--- REQUIRED TASK ---
Rescale everything in the listing from the line containing "Could you please outline every instance of the house" down to the line containing "24), (23, 25)]]", both included, and write out only those lines again, requests included. Multiply each coordinate in the answers by 0.2 and round to whole numbers with halves going up, leaving the requests and their format samples unchanged.

Stored items:
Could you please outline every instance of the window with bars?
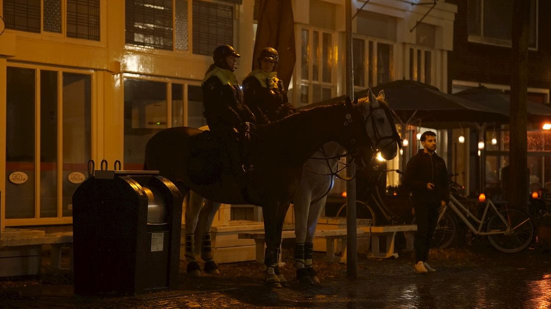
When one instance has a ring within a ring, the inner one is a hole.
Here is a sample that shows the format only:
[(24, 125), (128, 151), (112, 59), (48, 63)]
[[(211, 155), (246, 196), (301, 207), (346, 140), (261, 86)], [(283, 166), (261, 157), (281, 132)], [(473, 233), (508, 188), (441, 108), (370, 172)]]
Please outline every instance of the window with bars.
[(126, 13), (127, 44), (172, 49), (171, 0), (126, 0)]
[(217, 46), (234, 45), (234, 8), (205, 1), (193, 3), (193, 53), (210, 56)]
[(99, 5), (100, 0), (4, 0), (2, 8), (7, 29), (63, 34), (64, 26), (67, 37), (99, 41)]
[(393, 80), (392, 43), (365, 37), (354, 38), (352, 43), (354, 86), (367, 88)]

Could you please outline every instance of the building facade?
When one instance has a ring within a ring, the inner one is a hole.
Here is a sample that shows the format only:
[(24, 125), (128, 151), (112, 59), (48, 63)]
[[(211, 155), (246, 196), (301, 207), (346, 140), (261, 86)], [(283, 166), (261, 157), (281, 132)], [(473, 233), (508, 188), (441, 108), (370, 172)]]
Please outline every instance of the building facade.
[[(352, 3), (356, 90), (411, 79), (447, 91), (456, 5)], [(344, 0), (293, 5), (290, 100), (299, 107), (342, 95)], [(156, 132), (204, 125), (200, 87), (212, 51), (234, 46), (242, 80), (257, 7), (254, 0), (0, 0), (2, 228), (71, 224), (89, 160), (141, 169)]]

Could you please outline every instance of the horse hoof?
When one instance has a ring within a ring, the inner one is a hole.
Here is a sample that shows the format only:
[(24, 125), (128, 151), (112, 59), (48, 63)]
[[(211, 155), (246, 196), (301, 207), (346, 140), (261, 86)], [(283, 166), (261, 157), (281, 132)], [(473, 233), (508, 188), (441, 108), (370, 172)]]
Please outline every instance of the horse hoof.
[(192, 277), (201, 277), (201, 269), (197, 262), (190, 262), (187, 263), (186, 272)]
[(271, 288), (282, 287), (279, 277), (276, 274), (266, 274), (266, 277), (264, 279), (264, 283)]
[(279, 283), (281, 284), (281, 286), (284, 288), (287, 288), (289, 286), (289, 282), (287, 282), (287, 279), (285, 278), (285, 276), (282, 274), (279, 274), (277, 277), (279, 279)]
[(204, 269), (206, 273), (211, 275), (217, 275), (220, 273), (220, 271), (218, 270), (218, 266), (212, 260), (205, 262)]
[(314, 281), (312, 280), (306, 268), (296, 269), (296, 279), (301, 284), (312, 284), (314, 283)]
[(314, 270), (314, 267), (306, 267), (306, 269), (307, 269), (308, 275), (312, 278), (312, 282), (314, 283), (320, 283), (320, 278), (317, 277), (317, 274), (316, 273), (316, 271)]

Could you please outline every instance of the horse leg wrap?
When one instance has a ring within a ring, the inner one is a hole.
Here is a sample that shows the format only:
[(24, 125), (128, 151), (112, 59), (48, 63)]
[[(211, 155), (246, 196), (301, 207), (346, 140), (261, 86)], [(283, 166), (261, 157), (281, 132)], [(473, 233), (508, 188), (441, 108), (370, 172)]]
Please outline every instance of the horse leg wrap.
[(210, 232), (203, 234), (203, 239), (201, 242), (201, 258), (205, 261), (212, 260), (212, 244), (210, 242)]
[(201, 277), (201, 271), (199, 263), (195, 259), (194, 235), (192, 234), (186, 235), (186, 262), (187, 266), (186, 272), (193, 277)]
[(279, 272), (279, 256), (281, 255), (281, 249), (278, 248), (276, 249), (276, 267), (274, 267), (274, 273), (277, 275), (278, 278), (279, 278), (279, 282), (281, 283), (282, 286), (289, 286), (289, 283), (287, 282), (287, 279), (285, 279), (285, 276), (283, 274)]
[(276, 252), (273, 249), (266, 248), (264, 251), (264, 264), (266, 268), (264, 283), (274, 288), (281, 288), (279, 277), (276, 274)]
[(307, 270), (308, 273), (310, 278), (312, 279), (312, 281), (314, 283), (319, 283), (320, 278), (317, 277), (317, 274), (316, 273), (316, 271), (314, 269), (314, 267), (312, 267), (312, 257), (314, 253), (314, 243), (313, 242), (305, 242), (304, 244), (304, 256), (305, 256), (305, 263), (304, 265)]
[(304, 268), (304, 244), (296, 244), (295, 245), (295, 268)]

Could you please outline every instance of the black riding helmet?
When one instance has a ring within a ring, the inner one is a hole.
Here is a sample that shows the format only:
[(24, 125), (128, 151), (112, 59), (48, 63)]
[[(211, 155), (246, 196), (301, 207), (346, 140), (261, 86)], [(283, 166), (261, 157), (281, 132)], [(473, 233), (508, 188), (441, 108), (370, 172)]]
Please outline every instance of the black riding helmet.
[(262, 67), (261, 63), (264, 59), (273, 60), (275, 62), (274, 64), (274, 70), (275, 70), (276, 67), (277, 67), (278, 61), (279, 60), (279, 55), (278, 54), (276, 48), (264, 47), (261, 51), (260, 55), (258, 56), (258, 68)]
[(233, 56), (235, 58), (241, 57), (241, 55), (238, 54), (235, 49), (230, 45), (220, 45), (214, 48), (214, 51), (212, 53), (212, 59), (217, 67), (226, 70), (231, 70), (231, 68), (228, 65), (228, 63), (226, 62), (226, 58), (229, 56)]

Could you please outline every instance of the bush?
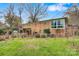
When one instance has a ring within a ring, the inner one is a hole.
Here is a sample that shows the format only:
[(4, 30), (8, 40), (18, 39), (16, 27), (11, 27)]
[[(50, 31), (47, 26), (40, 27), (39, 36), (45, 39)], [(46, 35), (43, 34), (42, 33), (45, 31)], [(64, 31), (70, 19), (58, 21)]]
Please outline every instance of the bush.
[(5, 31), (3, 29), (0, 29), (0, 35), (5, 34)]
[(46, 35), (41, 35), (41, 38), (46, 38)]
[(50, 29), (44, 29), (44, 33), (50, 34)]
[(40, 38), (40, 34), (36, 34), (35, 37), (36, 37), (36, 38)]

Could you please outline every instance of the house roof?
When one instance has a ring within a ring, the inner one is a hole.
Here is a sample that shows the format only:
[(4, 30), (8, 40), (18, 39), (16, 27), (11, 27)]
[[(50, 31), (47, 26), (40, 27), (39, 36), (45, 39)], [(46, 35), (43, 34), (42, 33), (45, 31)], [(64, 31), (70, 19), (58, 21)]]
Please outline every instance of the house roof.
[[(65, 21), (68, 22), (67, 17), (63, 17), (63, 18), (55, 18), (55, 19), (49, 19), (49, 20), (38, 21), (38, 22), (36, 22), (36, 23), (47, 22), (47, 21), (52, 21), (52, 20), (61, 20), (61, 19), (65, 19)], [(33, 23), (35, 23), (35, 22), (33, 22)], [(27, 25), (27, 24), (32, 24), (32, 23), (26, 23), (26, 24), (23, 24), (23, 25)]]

* * *

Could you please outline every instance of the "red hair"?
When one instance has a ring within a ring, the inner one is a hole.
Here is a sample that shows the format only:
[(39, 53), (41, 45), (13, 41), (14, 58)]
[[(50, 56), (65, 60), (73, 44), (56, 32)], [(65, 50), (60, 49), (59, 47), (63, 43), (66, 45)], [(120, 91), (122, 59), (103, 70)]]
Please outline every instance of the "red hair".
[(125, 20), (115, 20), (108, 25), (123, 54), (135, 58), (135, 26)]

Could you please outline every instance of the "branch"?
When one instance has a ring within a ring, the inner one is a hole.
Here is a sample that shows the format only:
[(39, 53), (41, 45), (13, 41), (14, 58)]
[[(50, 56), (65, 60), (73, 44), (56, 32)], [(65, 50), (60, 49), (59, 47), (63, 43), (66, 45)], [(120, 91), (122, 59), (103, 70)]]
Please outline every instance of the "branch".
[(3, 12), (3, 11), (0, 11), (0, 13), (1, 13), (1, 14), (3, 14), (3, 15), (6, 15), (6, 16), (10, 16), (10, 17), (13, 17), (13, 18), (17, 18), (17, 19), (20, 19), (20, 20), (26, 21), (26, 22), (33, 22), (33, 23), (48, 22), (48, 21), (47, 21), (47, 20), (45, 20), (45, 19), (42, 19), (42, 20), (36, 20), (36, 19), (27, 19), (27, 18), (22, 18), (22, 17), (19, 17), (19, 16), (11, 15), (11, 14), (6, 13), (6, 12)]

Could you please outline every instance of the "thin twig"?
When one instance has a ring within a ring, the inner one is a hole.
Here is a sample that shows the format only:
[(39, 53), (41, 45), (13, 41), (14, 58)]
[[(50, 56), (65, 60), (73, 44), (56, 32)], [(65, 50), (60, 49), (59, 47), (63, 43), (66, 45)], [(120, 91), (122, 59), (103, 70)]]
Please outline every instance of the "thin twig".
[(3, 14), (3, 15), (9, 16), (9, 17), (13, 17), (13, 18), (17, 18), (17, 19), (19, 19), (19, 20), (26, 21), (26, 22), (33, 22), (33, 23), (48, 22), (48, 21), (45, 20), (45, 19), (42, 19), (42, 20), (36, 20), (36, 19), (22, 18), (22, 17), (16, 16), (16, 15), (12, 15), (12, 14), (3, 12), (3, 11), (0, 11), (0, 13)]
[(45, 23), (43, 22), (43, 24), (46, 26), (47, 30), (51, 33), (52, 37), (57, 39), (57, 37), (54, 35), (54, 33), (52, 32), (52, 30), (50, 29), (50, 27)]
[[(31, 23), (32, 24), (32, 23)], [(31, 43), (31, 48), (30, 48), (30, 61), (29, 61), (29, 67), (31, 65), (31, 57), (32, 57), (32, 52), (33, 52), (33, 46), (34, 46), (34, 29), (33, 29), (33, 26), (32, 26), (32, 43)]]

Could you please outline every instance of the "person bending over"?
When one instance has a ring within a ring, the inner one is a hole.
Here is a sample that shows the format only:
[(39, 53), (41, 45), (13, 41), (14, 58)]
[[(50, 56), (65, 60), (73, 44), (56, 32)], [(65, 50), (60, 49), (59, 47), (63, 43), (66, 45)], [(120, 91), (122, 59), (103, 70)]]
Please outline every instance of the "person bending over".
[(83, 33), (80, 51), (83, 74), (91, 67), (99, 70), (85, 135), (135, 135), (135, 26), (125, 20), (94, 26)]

---

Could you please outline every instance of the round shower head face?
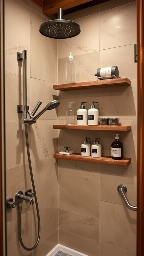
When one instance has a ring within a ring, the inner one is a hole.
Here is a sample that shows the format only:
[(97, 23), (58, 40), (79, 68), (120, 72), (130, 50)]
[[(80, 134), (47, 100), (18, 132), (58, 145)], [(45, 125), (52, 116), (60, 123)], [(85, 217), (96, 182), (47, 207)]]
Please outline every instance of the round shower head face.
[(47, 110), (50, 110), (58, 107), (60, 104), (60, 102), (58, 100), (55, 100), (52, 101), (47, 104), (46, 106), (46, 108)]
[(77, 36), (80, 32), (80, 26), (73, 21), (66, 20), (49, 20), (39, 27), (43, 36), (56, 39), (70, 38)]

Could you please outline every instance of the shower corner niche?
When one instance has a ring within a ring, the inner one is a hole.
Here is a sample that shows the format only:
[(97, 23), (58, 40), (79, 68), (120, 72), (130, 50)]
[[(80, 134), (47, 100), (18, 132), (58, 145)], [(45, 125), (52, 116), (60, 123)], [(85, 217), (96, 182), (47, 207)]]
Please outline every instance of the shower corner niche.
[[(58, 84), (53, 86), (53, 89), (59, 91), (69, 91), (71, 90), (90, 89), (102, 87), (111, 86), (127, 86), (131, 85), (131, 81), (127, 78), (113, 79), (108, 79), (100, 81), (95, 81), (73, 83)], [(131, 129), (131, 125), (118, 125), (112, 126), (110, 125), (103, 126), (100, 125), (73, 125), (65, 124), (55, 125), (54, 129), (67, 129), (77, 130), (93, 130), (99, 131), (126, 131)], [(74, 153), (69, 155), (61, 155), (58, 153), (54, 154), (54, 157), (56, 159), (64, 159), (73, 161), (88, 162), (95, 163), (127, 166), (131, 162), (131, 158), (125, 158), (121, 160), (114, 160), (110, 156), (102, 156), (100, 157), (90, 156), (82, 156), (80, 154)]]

--- RESULT OF THE EXERCISE ---
Could you please outline every instance of the house roof?
When one instance has a ring within a ring, the inner one is a hole.
Here is a sample that shows the format only:
[(4, 30), (8, 40), (18, 39), (16, 27), (11, 27)]
[[(50, 31), (47, 26), (40, 27), (39, 36), (45, 39)], [(46, 35), (43, 34), (42, 33), (45, 31)], [(64, 31), (70, 19), (58, 21)]]
Please outline every instance of the house roof.
[[(13, 4), (14, 4), (13, 3), (13, 3), (13, 4), (11, 4), (11, 4), (10, 4), (10, 4), (8, 4), (8, 4), (7, 4), (7, 5), (9, 4), (9, 4), (10, 4), (10, 4), (12, 4), (12, 4), (13, 4)], [(7, 5), (7, 5), (7, 4), (7, 4)], [(5, 5), (5, 5), (6, 5), (6, 5), (5, 5), (5, 5), (5, 5), (5, 5)]]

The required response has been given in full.